_Document extract:_
● ● ● ● ● ● ●
Two years ago when NBC launched Grandstand, its weekend sports program, the show was intended to be a dramatic departure from the patterns of American television. Grandstand was supposed to cover the entire spectrum of sports, and in a lively way, for example by shifting from a humdrum game to faster action elsewhere. It was also to include investigative reporting, on-the-spot summations and previews, up-to-the-minute scores and discussions of controversial subjects. Although Grandstand sometimes did its job well, it never developed the flexibility of coverage originally promised, and the format sometimes left the announcers looking as if they were groping through a London fog. Still, given a chance to breathe and mature, Grandstand might eventually have been a success.

However, time was not on Grandstand's side, and NBC recently announced that the show will go off the air in January. The failure of Grandstand is another case of a program that tried to attain quality, ran into problems and was beaten down by poor ratings. But the show's plight has a deeper significance. It is going off the air not only because of its own apparent shortcomings, but also because of the lack of pull—at least on TV—of some of the sports with which it was paired. During the pro football season Grandstand did well in the ratings, although certainly not quite as well as its CBS counterpart, The NFL Today. But when the football season ended, Grandstand's audience dwindled, a result of the show's frequent dependence upon tennis and golf, which attract limited numbers of viewers. After the Italian Open, Grandstand drew only 5% of the sets turned on at the time.

Of the three networks, NBC tends to be the least splashy; it seldom, if ever, can be accused of the hypes that ABC and CBS engage in to peddle Trashsport, with its made-for-TV events such as Superstars. But this winter NBC made headlines when it bought the rights to the Moscow Olympics for $85 million, and in the next few weeks it will make more news with the announcement of plans for a weekend sports show similar to ABC's Wide World of Sports and CBS' Sports Spectacular, those potpourris that offer mostly taped, edited coverage of events instead of live action. It is difficult to believe that fans and sponsors will come running to another such show, but Chet Simmons, who replaced Carl Lindemann Jr. in March as head of NBC sports, thinks they will. In an attempt to prove it, Simmons will use NBC's money to give big-dollar days to several sports.
● ● ● ● ● ● ●
_Items:_
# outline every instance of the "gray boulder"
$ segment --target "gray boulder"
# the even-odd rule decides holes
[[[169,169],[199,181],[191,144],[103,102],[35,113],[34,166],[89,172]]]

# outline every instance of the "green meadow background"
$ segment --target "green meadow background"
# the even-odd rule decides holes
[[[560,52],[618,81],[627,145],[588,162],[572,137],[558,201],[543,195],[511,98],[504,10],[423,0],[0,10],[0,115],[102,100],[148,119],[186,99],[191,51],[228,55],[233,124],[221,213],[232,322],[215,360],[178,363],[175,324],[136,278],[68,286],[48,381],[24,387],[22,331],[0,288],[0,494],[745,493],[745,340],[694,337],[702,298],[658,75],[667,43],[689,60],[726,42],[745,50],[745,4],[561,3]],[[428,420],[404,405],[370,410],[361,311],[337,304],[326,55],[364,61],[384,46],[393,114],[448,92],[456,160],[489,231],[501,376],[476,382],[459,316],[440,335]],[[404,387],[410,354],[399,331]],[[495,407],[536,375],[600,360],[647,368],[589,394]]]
● ● ● ● ● ● ●
_Do this:_ List every television network that the article about NBC's Grandstand mentions by name.

_Answer below:_ NBC, ABC, CBS